Source text:
BEGIN

How Accurate is Epidemiology? (part 2)

Because Gary Taubes is probably the country’s best health journalist, his article in today’s NY Times Magazine (”Do We Really Know What Makes Us Healthy?”) about the perils of epidemiology especially interested me. It’s the best article on the subject I’ve read. He does a good job explaining what’s called the healthy-user bias — people who take Medicine X tend to make other healthy choices as well. Does wine reduce heart attacks? Well, probably — but people who drink more wine also eat more fruits and vegetables.

END

Tasks and exercises:
a. Copy the epidemiology post word for word from "How Accurate is" to "fruits and vegetables.".
b. Pick up the epidemiology post after its last sentence and keep writing.

Given entries:

BEGIN

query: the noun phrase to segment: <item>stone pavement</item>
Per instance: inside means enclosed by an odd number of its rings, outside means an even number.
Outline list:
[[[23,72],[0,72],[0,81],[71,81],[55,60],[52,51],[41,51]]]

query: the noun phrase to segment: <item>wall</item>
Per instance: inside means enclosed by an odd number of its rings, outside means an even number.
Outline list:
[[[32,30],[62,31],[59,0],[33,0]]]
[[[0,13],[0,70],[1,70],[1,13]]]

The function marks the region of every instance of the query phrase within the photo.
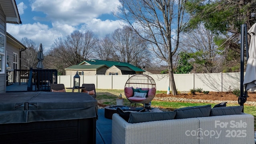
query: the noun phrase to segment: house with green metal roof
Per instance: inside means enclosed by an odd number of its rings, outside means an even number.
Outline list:
[[[145,72],[128,62],[98,60],[85,60],[65,70],[66,75],[75,75],[77,71],[79,75],[85,75],[142,74]]]
[[[76,65],[65,69],[66,76],[74,75],[78,72],[80,75],[104,75],[109,68],[105,64]]]

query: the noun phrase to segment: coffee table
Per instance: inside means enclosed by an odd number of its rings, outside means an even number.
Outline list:
[[[105,118],[108,119],[112,119],[112,115],[114,113],[117,113],[116,109],[119,108],[123,110],[130,110],[130,106],[107,106],[105,107],[105,112],[104,116]]]

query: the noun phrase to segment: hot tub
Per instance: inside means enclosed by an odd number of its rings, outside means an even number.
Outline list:
[[[95,144],[97,105],[84,93],[0,93],[0,143]]]

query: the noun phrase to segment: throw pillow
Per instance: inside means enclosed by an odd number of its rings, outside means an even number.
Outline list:
[[[147,93],[140,93],[138,92],[134,92],[134,94],[133,97],[138,97],[138,98],[145,98]]]
[[[142,90],[149,90],[149,88],[136,88],[136,89],[140,89]]]
[[[209,116],[211,111],[211,105],[190,106],[175,110],[175,119]]]
[[[241,114],[243,106],[220,107],[212,108],[210,116]]]
[[[146,97],[144,97],[144,98],[147,98],[148,96],[148,90],[139,90],[139,91],[140,92],[141,92],[141,93],[145,93],[146,94]]]
[[[117,113],[121,117],[123,118],[124,120],[125,120],[126,122],[128,122],[129,118],[130,118],[130,113],[136,112],[144,112],[146,111],[146,109],[144,108],[140,110],[123,110],[119,108],[117,108],[116,109],[116,111]]]
[[[133,87],[124,88],[124,94],[128,98],[132,96],[133,95],[132,88],[133,88]]]
[[[128,122],[133,124],[157,120],[172,120],[174,118],[176,114],[176,112],[132,113],[130,114]]]

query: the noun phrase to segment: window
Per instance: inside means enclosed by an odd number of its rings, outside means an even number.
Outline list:
[[[3,33],[0,32],[0,74],[4,74],[5,70],[4,61],[5,49],[5,36]]]
[[[18,54],[13,53],[13,69],[18,69]]]

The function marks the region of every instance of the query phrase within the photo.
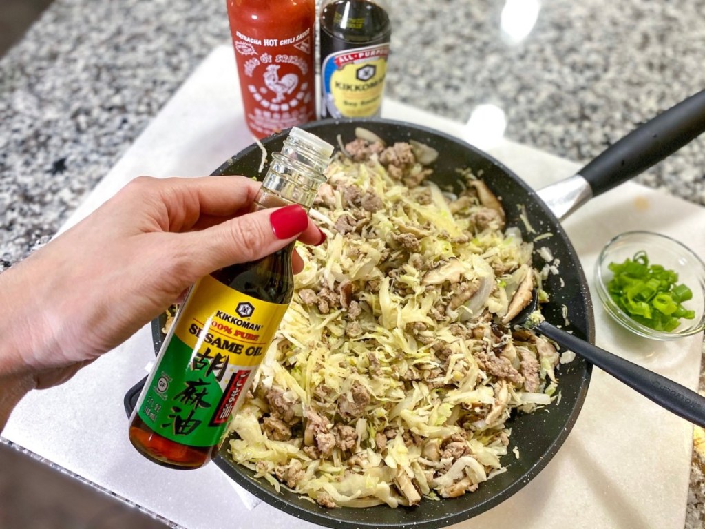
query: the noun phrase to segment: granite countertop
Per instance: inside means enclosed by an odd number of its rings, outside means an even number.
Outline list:
[[[461,121],[494,104],[507,138],[577,162],[705,87],[703,0],[544,1],[519,41],[500,30],[503,7],[538,0],[392,4],[388,96]],[[0,59],[0,271],[56,231],[228,41],[222,0],[54,1]],[[705,138],[637,180],[705,205]],[[687,528],[705,519],[703,458]]]

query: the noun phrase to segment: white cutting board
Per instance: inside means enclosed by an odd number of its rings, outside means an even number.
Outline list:
[[[385,102],[384,115],[461,137],[471,134],[461,123],[392,101]],[[251,142],[232,49],[217,48],[67,226],[137,176],[207,174]],[[537,188],[578,169],[504,140],[490,152]],[[705,209],[629,183],[591,201],[564,226],[591,276],[600,248],[613,236],[639,229],[692,239],[699,233],[693,227],[705,226]],[[697,236],[689,245],[705,257],[705,241]],[[652,341],[621,330],[599,305],[595,312],[599,346],[697,389],[701,334],[676,342]],[[144,366],[154,358],[152,348],[145,327],[68,383],[32,392],[13,413],[4,437],[171,525],[188,529],[314,527],[266,504],[252,509],[247,494],[240,497],[214,465],[170,470],[135,451],[127,438],[122,399],[144,376]],[[546,468],[508,500],[455,527],[682,529],[691,450],[689,424],[595,369],[577,422]],[[207,504],[193,499],[196,491],[209,492]]]

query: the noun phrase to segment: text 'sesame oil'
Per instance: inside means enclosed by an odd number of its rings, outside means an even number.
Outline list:
[[[385,0],[324,0],[320,28],[321,117],[379,116],[391,38]]]
[[[332,152],[293,128],[253,209],[309,207]],[[130,418],[130,440],[147,458],[173,468],[213,458],[291,300],[293,247],[218,270],[191,288]]]

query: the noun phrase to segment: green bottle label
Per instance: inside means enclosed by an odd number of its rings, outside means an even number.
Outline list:
[[[217,444],[287,307],[243,294],[210,276],[201,279],[147,380],[140,418],[175,442]]]

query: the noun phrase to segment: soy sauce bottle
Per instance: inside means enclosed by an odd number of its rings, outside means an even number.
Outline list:
[[[291,129],[253,210],[294,203],[307,209],[332,152],[317,136]],[[130,418],[130,440],[148,459],[188,469],[213,458],[291,300],[294,244],[192,287]]]
[[[324,0],[321,118],[379,116],[391,39],[386,0]]]

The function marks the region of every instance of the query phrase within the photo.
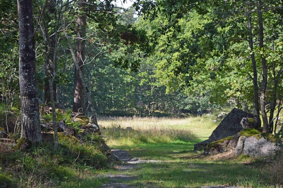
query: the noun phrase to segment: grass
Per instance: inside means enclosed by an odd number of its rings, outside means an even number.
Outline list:
[[[249,157],[216,159],[192,152],[194,144],[207,139],[218,125],[208,118],[104,117],[98,120],[111,148],[161,162],[138,164],[138,167],[123,172],[109,169],[101,172],[136,177],[115,182],[140,187],[227,185],[273,187],[262,165],[245,164],[252,160]],[[127,130],[127,127],[133,130]],[[145,138],[141,139],[143,137]]]
[[[101,137],[95,135],[87,137],[83,144],[59,135],[56,152],[43,144],[25,152],[11,151],[0,143],[0,187],[97,187],[113,182],[101,175],[111,174],[132,176],[114,182],[139,187],[280,187],[276,182],[282,181],[280,176],[272,179],[269,175],[281,170],[281,166],[266,169],[260,161],[246,165],[253,159],[246,156],[228,159],[193,152],[194,144],[207,139],[218,124],[211,118],[99,117],[102,134],[111,148],[158,162],[137,164],[137,167],[123,171],[107,163],[100,150]]]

END

Solved tasks:
a.
How Accurate is Epidemiology? (part 2)

Because Gary Taubes is probably the country’s best health journalist, his article in today’s NY Times Magazine (”Do We Really Know What Makes Us Healthy?”) about the perils of epidemiology especially interested me. It’s the best article on the subject I’ve read. He does a good job explaining what’s called the healthy-user bias — people who take Medicine X tend to make other healthy choices as well. Does wine reduce heart attacks? Well, probably — but people who drink more wine also eat more fruits and vegetables.

b.
The article falls short in two big ways. Taubes does a terrible job presenting the case for epidemiology. He mentions the discovery that smoking causes lung cancer but then disparages it by quoting someone calling it “turkey shoot” epidemiology. Actually, that discovery did more for public health than any clinical trial or laboratory experiment I can think of. Taubes fails to mention the discovery that too-little folate in a pregnant woman’s diet causes neural-tube and other birth defects. As the dean of a school of public health put it in a talk, that one discovery justified all the money ever spent on schools of public health (where epidemiology is taught). Taubes also fails to mention that some sorts of epidemiology are much less error-prone than the studies he talks about. For example, a county-by-county study of cancer rates in the United States showed a big change across a geological fault line. People on one side of the line were eating more selenium than people on the other side. Experiments have left no doubt that too-little selenium in your diet causes cancer.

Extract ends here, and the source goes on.